>> Begin
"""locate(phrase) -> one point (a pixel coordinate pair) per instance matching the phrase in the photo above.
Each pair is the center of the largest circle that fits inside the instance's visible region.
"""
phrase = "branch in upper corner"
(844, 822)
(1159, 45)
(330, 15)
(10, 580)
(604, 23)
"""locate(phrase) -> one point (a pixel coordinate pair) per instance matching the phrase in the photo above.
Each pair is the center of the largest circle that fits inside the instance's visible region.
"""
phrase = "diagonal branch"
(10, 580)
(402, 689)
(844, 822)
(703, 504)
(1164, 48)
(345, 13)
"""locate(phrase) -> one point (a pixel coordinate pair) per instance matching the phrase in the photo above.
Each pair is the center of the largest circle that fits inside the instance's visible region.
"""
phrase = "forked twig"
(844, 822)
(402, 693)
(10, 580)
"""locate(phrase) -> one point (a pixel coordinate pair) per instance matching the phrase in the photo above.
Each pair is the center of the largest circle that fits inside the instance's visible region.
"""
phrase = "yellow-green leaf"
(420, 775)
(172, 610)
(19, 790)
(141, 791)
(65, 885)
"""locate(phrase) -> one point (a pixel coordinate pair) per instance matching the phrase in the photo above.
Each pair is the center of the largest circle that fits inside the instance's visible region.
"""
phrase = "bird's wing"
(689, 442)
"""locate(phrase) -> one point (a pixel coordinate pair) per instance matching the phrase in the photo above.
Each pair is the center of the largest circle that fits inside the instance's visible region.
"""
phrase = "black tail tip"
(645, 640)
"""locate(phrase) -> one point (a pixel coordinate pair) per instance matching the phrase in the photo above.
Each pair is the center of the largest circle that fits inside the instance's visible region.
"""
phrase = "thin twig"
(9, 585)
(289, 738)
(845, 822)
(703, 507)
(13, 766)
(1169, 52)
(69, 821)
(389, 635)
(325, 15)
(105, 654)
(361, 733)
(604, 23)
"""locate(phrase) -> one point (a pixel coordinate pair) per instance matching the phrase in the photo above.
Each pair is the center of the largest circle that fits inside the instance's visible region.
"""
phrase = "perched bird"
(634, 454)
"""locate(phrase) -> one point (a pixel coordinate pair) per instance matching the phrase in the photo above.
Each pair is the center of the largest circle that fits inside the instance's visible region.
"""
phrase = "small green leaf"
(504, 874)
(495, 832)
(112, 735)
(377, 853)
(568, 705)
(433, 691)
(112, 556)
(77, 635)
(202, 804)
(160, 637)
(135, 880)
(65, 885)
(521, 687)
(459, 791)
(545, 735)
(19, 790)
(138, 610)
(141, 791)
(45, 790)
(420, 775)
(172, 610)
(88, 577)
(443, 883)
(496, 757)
>> End
Please repeat all the records above exactly as they appear.

▶ EXERCISE OUTPUT
"""locate(phrase) -> one point (a pixel coordinate pair) per instance matching the phrase in the photo above.
Each pair is the center of the largest circle that fits inside the instance's visible region.
"""
phrase = "branch in upper corner"
(844, 822)
(1159, 45)
(330, 15)
(10, 580)
(604, 23)
"""locate(phrase) -> one point (a pixel coordinate pair) per instance matching the phrase in the photo above.
Each pair is the center of the largest circle that fits inside the instance's visible region.
"""
phrase = "diagonal branch"
(10, 580)
(402, 689)
(844, 822)
(703, 504)
(1164, 48)
(345, 13)
"""locate(phrase) -> one point (a pixel coordinate pair) per instance matching the phrase in the photo above.
Each pair is the center of the largest circle that fits inside the instance's visible region.
"""
phrase = "forked twig"
(844, 822)
(402, 693)
(10, 580)
"""locate(phrase) -> one point (a pixel coordinate pair) per instance matching the phrase in the photo above.
Each pair is the center of the largest circle that fits inside the instance's visible region.
"""
phrase = "yellow-green leaf"
(420, 775)
(172, 610)
(19, 790)
(141, 791)
(65, 885)
"""locate(phrase) -> one point (a pixel coordinate pair) per instance matching the phrase in the photo above.
Each pair is the center of the largest circle that fits inside the instance's visible region.
"""
phrase = "bird's wing"
(689, 442)
"""locate(phrase) -> one point (a pixel coordinate pair) per instance matching the phrase in the photo above.
Each pair is the center of the largest circle that fits inside the instance's visible region.
"""
phrase = "black tail tip"
(645, 640)
"""locate(phrase) -> one point (a pixel coordinate pair) per instance matching the phrase in the photo above.
Each pair is the center of the largest circle that fits inside the instance's visible region.
"""
phrase = "thin twig"
(9, 585)
(289, 738)
(845, 822)
(703, 507)
(13, 766)
(1169, 52)
(69, 821)
(389, 635)
(325, 15)
(105, 654)
(361, 733)
(604, 23)
"""locate(phrase) -> one point (a pixel coordinate pair) per instance matching the phrase in the photo above.
Each pair is the center of the largest circle that fits inside the instance's visible region.
"""
phrase = "perched bird"
(634, 454)
"""locate(phrase) -> one point (a pixel coordinate pair) per instance matching the phrase in the photo above.
Each pair is the center of the largest circle that fits inside the instance's visible region.
"""
phrase = "small green leaf"
(504, 874)
(495, 832)
(112, 735)
(377, 853)
(568, 705)
(433, 691)
(112, 556)
(77, 635)
(202, 804)
(160, 637)
(135, 880)
(65, 885)
(521, 687)
(459, 791)
(545, 735)
(19, 790)
(138, 610)
(141, 791)
(45, 790)
(420, 775)
(172, 610)
(88, 577)
(443, 883)
(496, 757)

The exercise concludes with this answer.